Please rewrite the material from the line with "- **Query**: brown eye" up to and including the line with "584,241 -> 662,297", reproducing every line. Multiply each detected box coordinate by 2.1 and round it to a whole number, with halves rounding up, but leave the coordinates on the "Expected format" lines unchanged.

#####

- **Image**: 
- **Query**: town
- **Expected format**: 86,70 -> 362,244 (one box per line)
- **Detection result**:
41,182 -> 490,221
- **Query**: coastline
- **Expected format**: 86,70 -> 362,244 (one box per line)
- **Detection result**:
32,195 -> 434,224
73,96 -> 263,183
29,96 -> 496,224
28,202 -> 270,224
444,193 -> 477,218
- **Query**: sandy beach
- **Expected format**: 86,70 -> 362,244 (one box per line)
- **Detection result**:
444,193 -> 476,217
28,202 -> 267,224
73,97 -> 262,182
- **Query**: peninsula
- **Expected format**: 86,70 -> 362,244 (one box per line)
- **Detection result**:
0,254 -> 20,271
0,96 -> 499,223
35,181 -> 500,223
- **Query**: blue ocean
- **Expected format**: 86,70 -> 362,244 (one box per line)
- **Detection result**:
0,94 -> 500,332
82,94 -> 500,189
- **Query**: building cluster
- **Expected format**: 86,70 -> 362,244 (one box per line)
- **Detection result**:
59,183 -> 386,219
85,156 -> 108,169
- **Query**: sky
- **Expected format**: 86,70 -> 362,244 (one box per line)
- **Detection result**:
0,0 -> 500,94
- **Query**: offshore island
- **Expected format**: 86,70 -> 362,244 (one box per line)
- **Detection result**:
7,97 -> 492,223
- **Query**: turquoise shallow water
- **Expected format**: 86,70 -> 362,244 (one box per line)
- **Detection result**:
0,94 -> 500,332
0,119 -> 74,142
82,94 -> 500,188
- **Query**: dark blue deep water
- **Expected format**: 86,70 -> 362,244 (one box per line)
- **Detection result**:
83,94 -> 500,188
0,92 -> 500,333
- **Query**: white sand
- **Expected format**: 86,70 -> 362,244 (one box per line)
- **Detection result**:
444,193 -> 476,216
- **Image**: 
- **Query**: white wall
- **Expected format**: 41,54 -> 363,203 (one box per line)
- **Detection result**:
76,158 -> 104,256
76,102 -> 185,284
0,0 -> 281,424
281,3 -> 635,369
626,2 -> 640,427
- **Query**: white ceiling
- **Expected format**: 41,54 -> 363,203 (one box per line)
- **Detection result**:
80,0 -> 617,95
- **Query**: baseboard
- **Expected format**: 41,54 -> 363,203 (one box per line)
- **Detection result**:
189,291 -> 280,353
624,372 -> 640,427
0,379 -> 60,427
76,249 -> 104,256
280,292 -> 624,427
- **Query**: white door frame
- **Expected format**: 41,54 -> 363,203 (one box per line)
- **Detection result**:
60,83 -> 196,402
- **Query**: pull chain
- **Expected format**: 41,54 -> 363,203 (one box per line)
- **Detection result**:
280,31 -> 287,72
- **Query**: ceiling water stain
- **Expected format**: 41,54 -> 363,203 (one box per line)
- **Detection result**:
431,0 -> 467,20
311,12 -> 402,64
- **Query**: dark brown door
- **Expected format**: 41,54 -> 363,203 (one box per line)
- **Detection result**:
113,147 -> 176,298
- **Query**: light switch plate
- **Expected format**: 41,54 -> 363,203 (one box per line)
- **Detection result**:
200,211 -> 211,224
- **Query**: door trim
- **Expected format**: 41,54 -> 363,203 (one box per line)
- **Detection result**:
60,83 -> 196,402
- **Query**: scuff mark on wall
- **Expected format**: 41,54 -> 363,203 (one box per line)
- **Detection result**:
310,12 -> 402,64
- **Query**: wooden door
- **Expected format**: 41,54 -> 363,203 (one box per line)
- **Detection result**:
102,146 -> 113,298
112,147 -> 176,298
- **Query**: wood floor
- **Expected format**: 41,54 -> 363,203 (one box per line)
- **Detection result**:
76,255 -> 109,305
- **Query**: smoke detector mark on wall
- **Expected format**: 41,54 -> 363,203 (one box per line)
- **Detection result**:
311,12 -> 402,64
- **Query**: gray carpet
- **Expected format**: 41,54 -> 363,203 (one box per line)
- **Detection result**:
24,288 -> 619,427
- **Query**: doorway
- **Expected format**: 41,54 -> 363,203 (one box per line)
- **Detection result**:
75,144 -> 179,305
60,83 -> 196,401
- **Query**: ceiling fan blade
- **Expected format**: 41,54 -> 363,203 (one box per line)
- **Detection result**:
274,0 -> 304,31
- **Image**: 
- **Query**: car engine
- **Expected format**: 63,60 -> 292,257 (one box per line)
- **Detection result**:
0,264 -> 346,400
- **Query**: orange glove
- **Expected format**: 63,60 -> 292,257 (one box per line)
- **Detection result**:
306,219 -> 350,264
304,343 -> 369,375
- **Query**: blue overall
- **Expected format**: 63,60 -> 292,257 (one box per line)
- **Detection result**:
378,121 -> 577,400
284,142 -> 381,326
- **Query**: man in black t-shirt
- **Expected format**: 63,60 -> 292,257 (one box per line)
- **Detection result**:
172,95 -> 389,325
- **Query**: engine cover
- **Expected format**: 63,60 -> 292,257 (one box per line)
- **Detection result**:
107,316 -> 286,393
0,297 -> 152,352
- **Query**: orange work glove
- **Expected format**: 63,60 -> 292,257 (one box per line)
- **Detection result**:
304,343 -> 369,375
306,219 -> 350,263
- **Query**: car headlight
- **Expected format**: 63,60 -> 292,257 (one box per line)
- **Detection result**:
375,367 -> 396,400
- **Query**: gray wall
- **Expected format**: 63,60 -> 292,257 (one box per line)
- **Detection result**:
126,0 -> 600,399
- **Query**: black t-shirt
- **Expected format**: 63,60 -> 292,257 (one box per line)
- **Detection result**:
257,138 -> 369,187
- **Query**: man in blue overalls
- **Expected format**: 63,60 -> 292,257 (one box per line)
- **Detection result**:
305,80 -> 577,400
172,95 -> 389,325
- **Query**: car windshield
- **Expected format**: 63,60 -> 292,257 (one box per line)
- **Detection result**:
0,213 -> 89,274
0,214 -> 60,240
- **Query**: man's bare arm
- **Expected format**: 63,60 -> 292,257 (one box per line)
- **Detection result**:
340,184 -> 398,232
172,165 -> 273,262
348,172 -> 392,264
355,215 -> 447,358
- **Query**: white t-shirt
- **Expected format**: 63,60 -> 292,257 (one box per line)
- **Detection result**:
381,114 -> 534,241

#####

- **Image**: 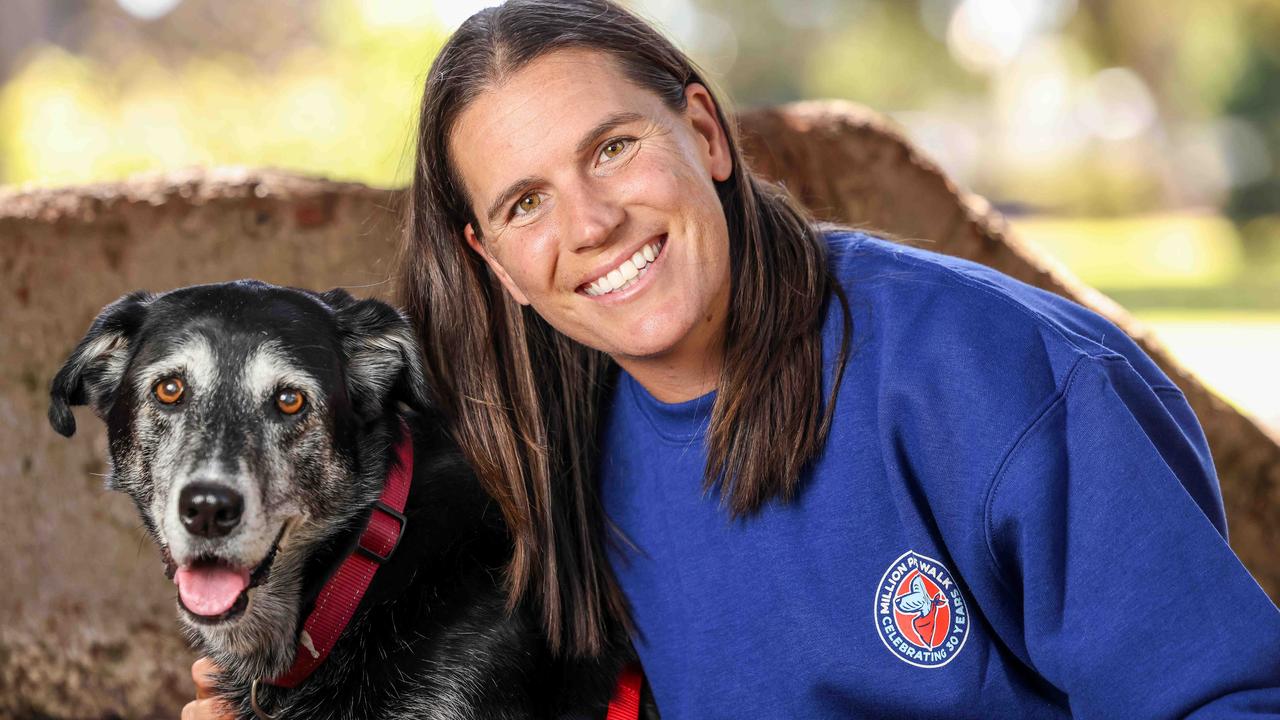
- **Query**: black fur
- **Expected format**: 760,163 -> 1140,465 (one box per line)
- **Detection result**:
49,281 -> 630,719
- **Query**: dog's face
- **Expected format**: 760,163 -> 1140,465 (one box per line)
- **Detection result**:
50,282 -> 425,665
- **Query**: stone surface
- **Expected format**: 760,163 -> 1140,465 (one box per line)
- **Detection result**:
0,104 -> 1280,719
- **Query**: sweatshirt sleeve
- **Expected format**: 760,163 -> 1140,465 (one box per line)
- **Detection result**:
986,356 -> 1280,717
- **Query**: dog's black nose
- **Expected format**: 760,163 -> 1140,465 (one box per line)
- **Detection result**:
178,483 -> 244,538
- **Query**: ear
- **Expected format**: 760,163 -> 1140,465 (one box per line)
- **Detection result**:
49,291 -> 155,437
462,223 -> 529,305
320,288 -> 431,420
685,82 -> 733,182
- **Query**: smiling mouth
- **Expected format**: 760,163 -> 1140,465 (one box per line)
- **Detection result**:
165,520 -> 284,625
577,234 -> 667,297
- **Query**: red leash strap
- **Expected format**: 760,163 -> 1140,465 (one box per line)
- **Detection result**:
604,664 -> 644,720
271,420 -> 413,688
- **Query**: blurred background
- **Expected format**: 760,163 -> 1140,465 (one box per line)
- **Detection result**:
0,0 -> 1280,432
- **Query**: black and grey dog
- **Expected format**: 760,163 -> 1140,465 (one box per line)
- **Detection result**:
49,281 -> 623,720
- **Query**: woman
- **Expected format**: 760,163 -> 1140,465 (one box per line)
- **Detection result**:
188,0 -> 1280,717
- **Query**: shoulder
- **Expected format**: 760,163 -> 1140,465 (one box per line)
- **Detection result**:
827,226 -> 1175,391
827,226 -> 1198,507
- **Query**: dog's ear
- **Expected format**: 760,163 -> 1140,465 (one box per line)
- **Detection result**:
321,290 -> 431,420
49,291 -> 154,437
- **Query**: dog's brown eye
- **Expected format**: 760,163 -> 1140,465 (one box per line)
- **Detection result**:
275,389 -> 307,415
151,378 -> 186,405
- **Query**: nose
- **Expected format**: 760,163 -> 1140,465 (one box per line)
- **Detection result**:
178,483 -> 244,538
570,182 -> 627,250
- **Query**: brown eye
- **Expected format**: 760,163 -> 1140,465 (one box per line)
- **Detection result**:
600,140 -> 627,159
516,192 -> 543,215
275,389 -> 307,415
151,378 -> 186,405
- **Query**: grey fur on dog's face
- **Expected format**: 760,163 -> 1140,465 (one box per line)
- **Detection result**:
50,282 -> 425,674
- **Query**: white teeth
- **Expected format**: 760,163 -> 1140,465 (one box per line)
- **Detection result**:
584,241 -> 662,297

#####

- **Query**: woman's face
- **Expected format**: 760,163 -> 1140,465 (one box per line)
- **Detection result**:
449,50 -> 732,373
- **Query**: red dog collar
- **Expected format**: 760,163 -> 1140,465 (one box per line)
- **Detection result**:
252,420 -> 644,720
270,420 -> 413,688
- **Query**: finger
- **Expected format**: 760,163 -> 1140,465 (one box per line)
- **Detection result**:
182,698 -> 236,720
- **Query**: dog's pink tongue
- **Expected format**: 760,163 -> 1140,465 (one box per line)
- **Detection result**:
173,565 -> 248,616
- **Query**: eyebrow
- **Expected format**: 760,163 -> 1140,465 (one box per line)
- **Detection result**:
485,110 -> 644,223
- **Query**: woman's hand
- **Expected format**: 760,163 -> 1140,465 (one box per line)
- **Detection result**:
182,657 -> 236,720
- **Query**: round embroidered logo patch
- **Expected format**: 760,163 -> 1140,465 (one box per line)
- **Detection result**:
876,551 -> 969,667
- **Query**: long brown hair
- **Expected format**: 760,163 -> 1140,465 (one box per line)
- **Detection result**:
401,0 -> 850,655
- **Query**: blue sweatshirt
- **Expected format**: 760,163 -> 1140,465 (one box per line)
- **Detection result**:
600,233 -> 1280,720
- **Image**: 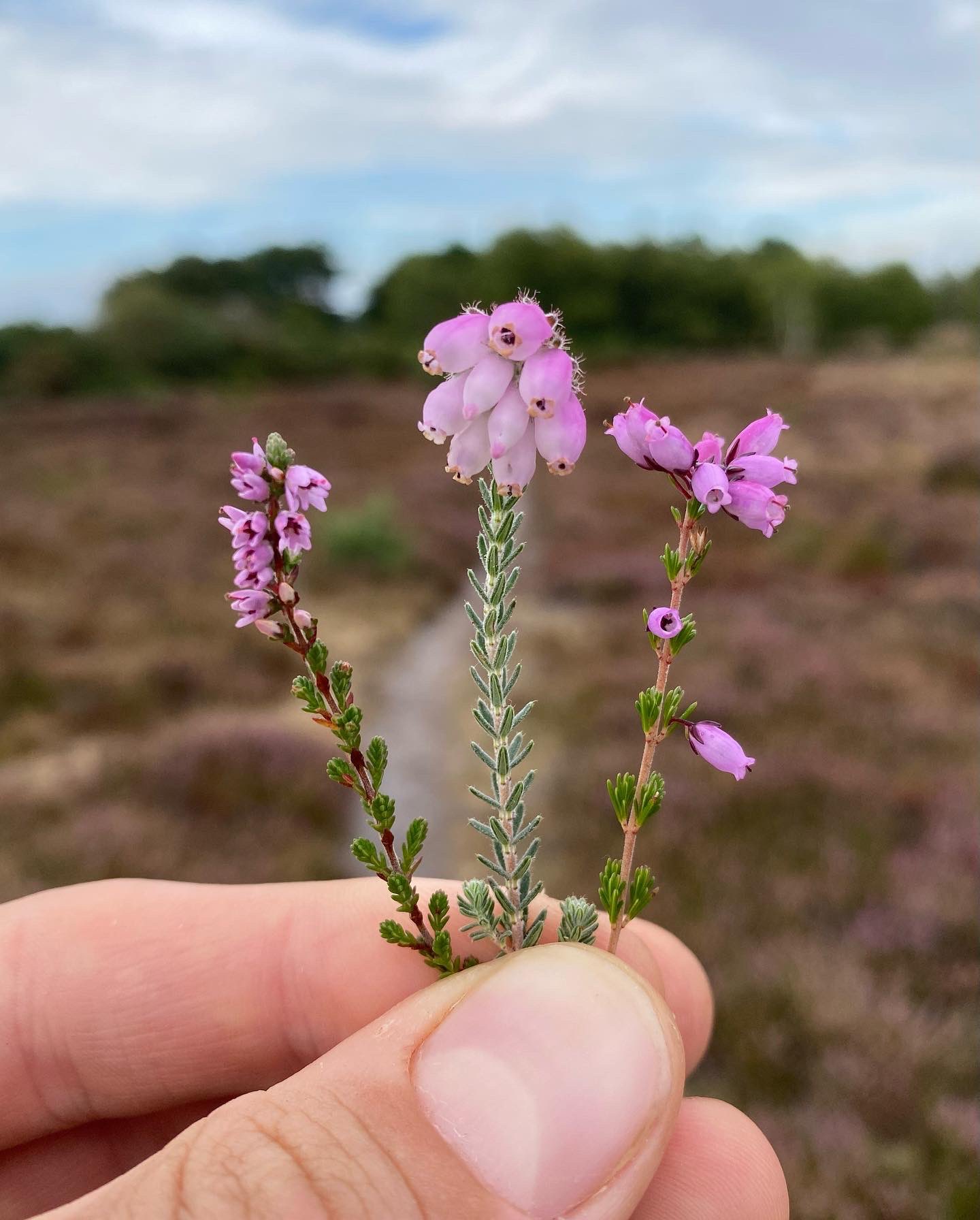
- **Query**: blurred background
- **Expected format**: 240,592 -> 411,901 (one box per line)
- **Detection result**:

#####

> [Reply]
- **Query**: brown eye
- **Expected format**: 760,163 -> 1140,465 (one box per line)
- **Detection result**:
1260,294 -> 1317,334
1084,403 -> 1140,452
578,817 -> 645,872
317,794 -> 391,851
- **Query**: grey fur on dog's face
- **Expected format**: 760,163 -> 1140,465 (one box per line)
- **Detection result**:
105,592 -> 893,1415
- **Query**: white teeth
- **Expected format**: 760,163 -> 1140,465 (one box per line)
- **Detection result**:
1226,506 -> 1390,624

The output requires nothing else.